■ **What is asked**
The entries below should be given again exactly, minus their pictures.

»»

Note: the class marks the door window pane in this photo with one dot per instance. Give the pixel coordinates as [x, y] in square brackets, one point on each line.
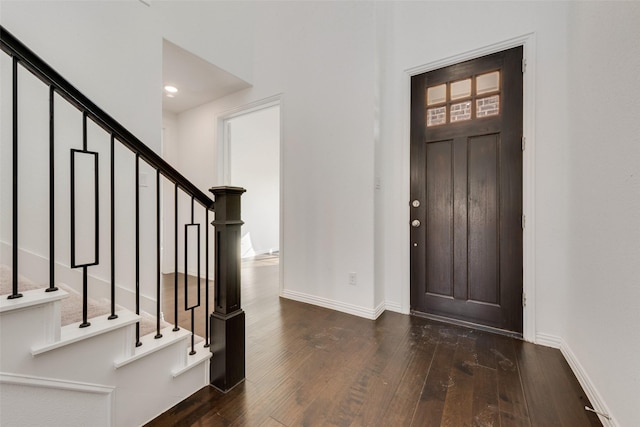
[489, 106]
[436, 116]
[461, 89]
[436, 94]
[489, 82]
[460, 111]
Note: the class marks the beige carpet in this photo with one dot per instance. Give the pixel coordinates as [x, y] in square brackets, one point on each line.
[71, 308]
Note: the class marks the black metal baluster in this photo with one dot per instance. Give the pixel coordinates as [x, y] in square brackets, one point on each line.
[52, 262]
[113, 230]
[85, 276]
[85, 323]
[158, 334]
[186, 275]
[175, 259]
[206, 278]
[138, 343]
[14, 278]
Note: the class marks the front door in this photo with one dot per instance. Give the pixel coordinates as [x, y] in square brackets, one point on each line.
[466, 191]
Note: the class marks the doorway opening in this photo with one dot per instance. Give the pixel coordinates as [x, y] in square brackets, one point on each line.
[249, 156]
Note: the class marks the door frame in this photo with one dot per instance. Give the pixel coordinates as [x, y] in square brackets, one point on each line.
[528, 42]
[223, 160]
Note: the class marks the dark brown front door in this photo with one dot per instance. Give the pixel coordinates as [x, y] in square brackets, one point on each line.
[466, 191]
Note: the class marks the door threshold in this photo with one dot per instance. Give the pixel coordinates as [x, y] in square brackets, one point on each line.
[466, 324]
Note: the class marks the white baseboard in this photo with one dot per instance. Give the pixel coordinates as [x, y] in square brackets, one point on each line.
[548, 340]
[395, 307]
[589, 388]
[353, 309]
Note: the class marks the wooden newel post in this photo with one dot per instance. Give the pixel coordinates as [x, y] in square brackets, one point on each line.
[227, 320]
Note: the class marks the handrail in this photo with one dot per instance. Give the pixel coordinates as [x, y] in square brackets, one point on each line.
[13, 47]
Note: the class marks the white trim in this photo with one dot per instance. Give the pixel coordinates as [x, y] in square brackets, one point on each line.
[589, 388]
[55, 384]
[343, 307]
[548, 340]
[394, 306]
[528, 42]
[583, 378]
[31, 381]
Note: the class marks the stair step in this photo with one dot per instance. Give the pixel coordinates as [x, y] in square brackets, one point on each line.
[30, 299]
[202, 354]
[151, 345]
[99, 325]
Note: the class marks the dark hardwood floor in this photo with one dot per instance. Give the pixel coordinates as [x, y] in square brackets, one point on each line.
[309, 366]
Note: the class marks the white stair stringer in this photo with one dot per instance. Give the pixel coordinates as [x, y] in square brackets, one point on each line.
[146, 380]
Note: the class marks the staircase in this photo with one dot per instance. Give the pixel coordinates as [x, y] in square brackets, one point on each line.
[69, 376]
[113, 361]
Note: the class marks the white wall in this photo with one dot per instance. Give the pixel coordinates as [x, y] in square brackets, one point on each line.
[603, 173]
[254, 164]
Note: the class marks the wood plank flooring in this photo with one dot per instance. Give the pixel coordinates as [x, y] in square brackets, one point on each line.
[309, 366]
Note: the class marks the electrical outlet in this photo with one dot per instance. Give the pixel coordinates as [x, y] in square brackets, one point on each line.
[353, 279]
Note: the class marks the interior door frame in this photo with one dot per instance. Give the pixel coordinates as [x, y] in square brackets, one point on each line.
[528, 42]
[223, 160]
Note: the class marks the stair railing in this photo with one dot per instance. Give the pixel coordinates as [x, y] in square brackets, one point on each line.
[23, 57]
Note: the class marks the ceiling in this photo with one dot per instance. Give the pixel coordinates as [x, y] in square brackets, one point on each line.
[197, 80]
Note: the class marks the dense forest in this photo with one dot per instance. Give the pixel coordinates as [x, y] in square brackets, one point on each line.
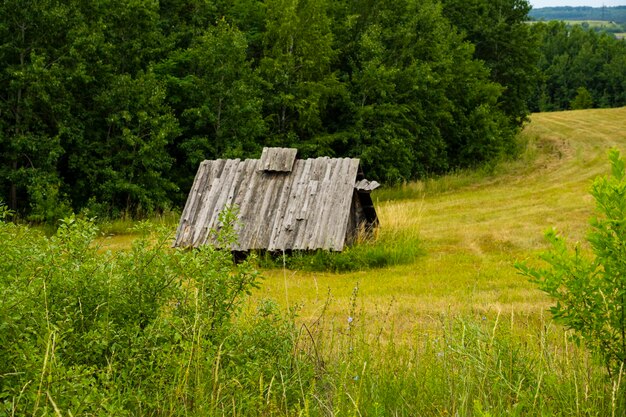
[579, 68]
[110, 105]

««

■ **Written answer**
Note: the class marks the door window pane in this photo with one dot per instance. Give the pixel coordinates as [x, y] in square brackets, one point on each line.
[489, 106]
[436, 116]
[461, 89]
[436, 94]
[489, 82]
[460, 111]
Note: the class marks the beige carpet in this photo with one dot per instance. Give the pixel coordinates as [x, y] in square brackets, one point on each line.
[71, 308]
Note: the class marks the black metal baluster in this photo with one dot per instance. Give the pixel coordinates as [x, y] in square brackets, one point on each line.
[52, 262]
[113, 230]
[85, 276]
[85, 323]
[158, 334]
[186, 275]
[175, 259]
[206, 278]
[138, 343]
[14, 278]
Note: the class marks the front door in this photo with one dot per instance. Give the pixel coordinates as [x, y] in square brackets, one point on each line.
[466, 191]
Note: the class marks the doorway opening in this photo with one dot per instance. Give the pixel coordinates as [x, y] in square brackets, one point on each line.
[249, 156]
Note: the class marks the door frame in this photo with one dot per instance. Give the pixel coordinates as [x, y] in square brackets, one point on each line.
[528, 42]
[223, 160]
Note: the class marks the dark brown front door in this photo with one dot per instance. Give the pixel coordinates as [x, y] in square brackets, one point on each line.
[466, 191]
Note: the class marks the door threshold in this photo with one dot per instance. Give the pixel coordinates as [x, y] in square brackets, one point on each line.
[466, 324]
Note: the class marks the white baseboard in this photo with one dot per instance. Give the pixel coordinates as [x, y] in square brackets, one point on each line.
[548, 340]
[395, 307]
[589, 388]
[353, 309]
Note: the class marks the wooden newel post in this photo with one dot per instance. Give the pixel coordinates as [x, y] in square brackets, one point on each line.
[227, 320]
Note: the class marks the handrail in this photo with one dot per instance. Give the pixel coordinates as [x, y] in square brackets, one point on each line.
[13, 47]
Note: the class marks the white trim in this photo with one dot per instance. Give the pixel coordinates as [x, y] in square brackets, one point on each line.
[589, 388]
[55, 384]
[343, 307]
[548, 340]
[394, 306]
[528, 42]
[583, 378]
[31, 381]
Note: the class marks the stair step in this photo with one dot per instance. Give the pixel coordinates as [x, y] in square brackets, one point on each line.
[30, 299]
[202, 354]
[151, 345]
[99, 325]
Note: the class marks the dark hardwood floor in this photo with one dot per instance. Give the pixel coordinates as [x, y] in square brackets, one point on each line.
[309, 366]
Note: the class marks the white stair stringer in this photo with one dot per instance. Give the pixel coordinates as [x, y] in square brackets, one point on each line.
[146, 380]
Note: the class marks the staircase in this photo with one dot per instance. Give the pixel coordinates as [x, y] in square brackets, one point on each line.
[69, 376]
[113, 361]
Note: the class marks the white wall in this photo with one dot per instance. Give the pixel coordinates as [x, y] in square brackets, one point on each line.
[603, 173]
[254, 164]
Note: the class marks the wood plank flooring in this photo with one dot per instance. Give the pixel coordinates as [x, y] in square brackets, one point on each line.
[309, 366]
Note: the class marks the electrical outlet in this photo with one dot per instance. Give the pixel coordinates as [x, y] in square brackets, one point on each line.
[353, 279]
Note: the class marks the interior door frame in this photo with one dot per instance. Give the pixel coordinates as [x, y] in square brackets, one point on each line.
[528, 42]
[223, 160]
Note: the class marks the stair railing in this photo with one dot per instance. Give the pixel coordinates as [x, y] in square brackets, one point on each line.
[23, 57]
Note: the class marks the ceiling in this photo with one dot per instance. Give the pixel coordinates as [x, y] in square brackets, one point on each line.
[197, 80]
Note: the class marks the dense forest in this photo with one dot per instance. Give the pixel coordinates as [x, y] in square brackets, one point on each line.
[579, 68]
[110, 105]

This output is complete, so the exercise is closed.